§ OBJETIVO DO EXERCÍCIO: Por favor, repita sem nenhuma alteração a parte do texto sobre o SEDRES que vai de "Ao trazer a" até "e do Desenvolvimento Regional.".

Entre 25 e 28 de setembro 2024, o Programa de Pós-graduação em Planejamento Territorial e Desenvolvimento Socioambiental da Universidade do Estado de Santa Catarina (PPGPLAN-UDESC) realizou o VII SEDRES - Seminário de Desenvolvimento Regional, Estado e Sociedade, com o tema “Os desafios do desenvolvimento socioambiental e as horizontalidades: pontes entre a região, o Estado e o cotidiano”[1]. O SEDRES é um seminário itinerante articulado e organizado por programas de pós-graduação filiados à ANPUR (Associação Nacional de Pesquisa e Pós-graduação em Planejamento Urbano e Regional) e que tem por objetivo estabelecer um canal de interlocução em torno da temática específica do desenvolvimento regional. Desde a primeira edição já passou pelas cidades de Rio de Janeiro/RJ (2012) Campina Grande/PB (2014), Blumenau/SC (2016), Palmas/TO (2018), Taubaté/SP (2021) e Crato/CE (2022). Após Florianópolis/SC sediar o evento em 2024, ele será realizado em Marabá/PA em 2026.

Ao trazer a potência das horizontalidades e do cotidiano, presente na temática do evento, o VI SEDRES nos convida a revisitar as contribuições e heranças do geógrafo Milton Santos para o campo do Planejamento e do Desenvolvimento Regional.

Tendo se aproximado do planejamento a partir de seu estado natal, a Bahia, as ideias críticas de Milton Santos sobre o campo moldam-se em perspectiva internacional, especialmente a partir de sua experiência do exílio, entre 1964 e 1977. Em seu trânsito por universidade e instituições na França, EUA, Canadá, Peru, Venezuela e Tanzânia, desenvolve sua crítica mais contundente ao planejamento territorial, ao observar como o processo de internacionalização da economia subordina as regiões a interesses externos, tornando-as derivadas de necessidades alheias às suas populações, e assevera: "da mesma maneira que nós planejamos o desenvolvimento, há aqueles que estão nos planejando o subdesenvolvimento, porque não temos o comando” (Santos, 1972, p. 323 apud Leite, 2019, p. 152).

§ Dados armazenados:

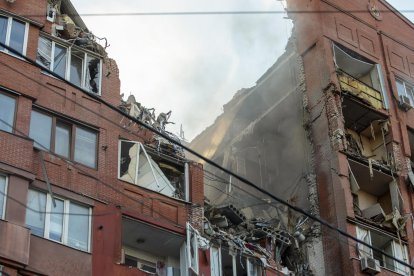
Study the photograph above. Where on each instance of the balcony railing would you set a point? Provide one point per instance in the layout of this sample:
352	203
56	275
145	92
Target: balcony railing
361	90
14	242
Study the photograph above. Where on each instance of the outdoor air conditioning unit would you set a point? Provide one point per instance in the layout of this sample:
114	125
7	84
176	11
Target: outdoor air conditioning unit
405	103
370	265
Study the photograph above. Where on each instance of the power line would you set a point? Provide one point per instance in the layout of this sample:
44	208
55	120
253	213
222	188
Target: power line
189	13
141	202
209	161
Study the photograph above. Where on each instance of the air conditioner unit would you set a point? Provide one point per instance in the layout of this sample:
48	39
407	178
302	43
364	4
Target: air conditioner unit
405	103
370	265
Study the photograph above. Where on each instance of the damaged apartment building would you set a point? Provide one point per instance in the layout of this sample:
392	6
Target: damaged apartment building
85	187
330	129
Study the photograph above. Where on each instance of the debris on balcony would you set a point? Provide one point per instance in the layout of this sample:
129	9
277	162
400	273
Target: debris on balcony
68	25
266	240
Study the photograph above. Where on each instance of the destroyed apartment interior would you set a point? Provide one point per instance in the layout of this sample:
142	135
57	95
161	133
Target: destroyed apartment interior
309	171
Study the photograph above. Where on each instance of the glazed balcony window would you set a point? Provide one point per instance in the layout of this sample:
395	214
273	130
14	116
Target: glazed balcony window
64	138
360	77
67	222
139	166
7	112
3	192
405	93
13	33
387	244
72	63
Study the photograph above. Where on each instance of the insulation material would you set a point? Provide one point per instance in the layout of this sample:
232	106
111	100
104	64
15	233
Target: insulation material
137	167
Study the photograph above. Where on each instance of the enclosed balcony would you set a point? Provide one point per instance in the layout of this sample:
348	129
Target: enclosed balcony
360	77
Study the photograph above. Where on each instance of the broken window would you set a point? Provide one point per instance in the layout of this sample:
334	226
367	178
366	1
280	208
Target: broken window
153	172
228	263
55	134
151	249
385	243
93	74
377	196
67	222
215	261
70	62
366	139
7	112
192	248
360	77
3	190
13	34
405	93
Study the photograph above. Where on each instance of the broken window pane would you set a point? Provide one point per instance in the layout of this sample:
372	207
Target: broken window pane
78	229
85	147
7	110
150	176
138	167
128	161
3	182
93	74
76	67
59	62
62	139
44	52
35	212
56	221
3	30
17	36
40	130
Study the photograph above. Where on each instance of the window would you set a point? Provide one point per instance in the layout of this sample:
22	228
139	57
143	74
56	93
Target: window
192	248
54	134
215	261
3	189
67	222
71	63
360	77
405	90
7	111
13	34
387	245
153	172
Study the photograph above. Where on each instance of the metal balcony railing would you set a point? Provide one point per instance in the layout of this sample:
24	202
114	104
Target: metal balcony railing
361	90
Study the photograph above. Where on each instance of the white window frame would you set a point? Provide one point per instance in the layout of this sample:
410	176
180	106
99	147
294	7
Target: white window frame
68	64
399	268
8	34
405	84
65	227
141	148
220	273
250	265
192	243
3	213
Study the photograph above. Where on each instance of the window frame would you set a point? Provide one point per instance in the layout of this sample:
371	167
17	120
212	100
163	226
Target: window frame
219	265
8	34
73	126
65	222
6	180
405	83
15	98
68	58
370	254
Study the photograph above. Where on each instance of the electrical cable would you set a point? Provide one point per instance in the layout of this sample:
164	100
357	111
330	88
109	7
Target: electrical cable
209	161
141	202
184	13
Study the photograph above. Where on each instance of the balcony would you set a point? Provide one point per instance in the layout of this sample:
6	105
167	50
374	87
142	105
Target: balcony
359	89
15	242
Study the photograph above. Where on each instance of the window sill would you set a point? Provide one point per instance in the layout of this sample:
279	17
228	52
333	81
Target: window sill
60	243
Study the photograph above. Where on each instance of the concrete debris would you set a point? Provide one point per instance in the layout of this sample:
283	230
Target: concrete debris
265	240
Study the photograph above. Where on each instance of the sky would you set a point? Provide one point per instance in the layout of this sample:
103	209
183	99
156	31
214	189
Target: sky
191	64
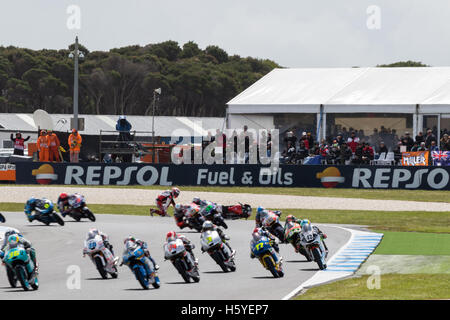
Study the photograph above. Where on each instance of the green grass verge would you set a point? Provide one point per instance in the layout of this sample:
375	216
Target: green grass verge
406	195
414	243
393	287
438	222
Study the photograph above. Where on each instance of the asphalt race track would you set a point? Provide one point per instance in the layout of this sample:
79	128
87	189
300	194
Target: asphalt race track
60	247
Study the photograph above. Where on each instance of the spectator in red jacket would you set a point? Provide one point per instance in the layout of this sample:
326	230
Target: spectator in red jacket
353	141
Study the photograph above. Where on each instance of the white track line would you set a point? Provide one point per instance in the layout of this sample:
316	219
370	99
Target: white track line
327	276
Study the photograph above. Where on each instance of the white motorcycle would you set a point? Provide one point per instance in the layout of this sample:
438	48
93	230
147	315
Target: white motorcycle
212	243
313	243
102	257
182	260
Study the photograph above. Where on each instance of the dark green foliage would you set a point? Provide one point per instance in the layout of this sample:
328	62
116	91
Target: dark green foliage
194	82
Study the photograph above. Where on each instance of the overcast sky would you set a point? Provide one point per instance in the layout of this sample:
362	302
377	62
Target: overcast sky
294	33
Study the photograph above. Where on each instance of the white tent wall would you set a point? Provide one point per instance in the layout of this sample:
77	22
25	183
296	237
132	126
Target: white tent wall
414	92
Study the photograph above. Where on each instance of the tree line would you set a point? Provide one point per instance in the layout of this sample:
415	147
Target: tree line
194	81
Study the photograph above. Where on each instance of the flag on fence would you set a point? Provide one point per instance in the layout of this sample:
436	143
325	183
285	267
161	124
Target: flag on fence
441	158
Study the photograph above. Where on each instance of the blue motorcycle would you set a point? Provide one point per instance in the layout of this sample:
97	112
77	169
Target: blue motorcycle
135	262
45	211
20	267
261	250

§ SOLUÇÃO DA TAREFA:
Ao trazer a potência das horizontalidades e do cotidiano, presente na temática do evento, o VI SEDRES nos convida a revisitar as contribuições e heranças do geógrafo Milton Santos para o campo do Planejamento e do Desenvolvimento Regional.